- **Questions to answer**:
1. According to the passage on canine leishmaniosis, where were Leishmania-infected Foxhounds found in the North American serosurvey?
2. Continue the passage on canine leishmaniosis from its last sentence.

Canine leishmaniosis (see Leishmaniosis) is a multisystemic disease caused by protozoan parasites of the genus Leishmania, most commonly encountered in animals that have lived in Mediterranean countries, Portugal, the Middle East, and some parts of Africa, India, and Central and South America. It also is occasionally encountered in dogs in the USA (especially Foxhounds). A serosurvey of >12,000 dogs (Foxhounds, other breeds, wild canids) and 185 people in 35 states and 4 Canadian provinces was done to assess geographic distribution prevalence, host range, and modes of transmission within North America and to assess possible infection in people. Findings identified Leishmania spp–infected Foxhounds in 18 states and 2 Canadian provinces but no evidence of human infection. North America leishmaniosis appears widespread in Foxhounds and is limited to dog-to-dog transmission. However, if the organism becomes adapted for vector transmission by indigenous phlebotomines, the probability of human exposure may greatly increase.

- **Dataset records**:
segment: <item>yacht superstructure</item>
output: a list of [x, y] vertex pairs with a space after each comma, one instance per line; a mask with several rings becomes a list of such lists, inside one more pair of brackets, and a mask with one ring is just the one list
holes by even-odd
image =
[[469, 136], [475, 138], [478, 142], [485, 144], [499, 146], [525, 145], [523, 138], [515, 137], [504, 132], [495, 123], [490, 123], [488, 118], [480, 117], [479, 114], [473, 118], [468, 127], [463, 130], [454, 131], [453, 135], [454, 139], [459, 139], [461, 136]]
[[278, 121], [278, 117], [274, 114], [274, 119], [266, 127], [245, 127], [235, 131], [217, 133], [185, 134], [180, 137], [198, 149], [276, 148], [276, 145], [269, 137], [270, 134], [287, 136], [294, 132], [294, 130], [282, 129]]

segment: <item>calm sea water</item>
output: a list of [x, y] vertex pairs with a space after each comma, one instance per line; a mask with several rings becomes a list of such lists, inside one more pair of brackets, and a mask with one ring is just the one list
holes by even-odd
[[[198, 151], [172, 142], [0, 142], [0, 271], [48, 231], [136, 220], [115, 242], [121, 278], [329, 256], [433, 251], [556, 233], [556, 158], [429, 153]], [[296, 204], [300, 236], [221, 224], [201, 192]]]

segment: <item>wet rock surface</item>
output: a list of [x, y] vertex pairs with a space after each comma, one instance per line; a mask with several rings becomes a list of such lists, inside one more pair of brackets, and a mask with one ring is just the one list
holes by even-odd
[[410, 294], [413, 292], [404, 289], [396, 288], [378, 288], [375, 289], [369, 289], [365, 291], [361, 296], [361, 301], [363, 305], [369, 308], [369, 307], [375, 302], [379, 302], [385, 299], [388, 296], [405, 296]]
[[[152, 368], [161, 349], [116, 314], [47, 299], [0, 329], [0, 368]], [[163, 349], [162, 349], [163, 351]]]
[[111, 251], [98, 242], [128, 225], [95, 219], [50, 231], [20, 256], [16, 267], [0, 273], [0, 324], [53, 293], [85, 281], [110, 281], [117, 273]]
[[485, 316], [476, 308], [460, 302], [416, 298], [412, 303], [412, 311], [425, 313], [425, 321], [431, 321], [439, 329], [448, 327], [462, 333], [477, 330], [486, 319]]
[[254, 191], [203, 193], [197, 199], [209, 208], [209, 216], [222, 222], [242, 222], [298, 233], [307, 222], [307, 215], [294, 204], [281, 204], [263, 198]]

- **Answers to each task**:
1. In 18 states and 2 Canadian provinces.

2.
Clinical features in dogs with naturally occurring leishmaniosis include nonregenerative anemia, increased enzyme (ALP, ALT, and AST) activity, hypoalbuminemia, and variable bilirubinemia. Histologic response is characterized by a multifocal pyogranulomatous hepatitis associated with hepatocyte vacuolar degeneration with phagocytized organisms seen within macrophages. Severity of liver lesions represents sequential stages of hepatic infection in chronic visceral leishmaniosis. However, no correlation has been shown between histologic features and breed, sex, age, clinical features, or hepatic parasite load.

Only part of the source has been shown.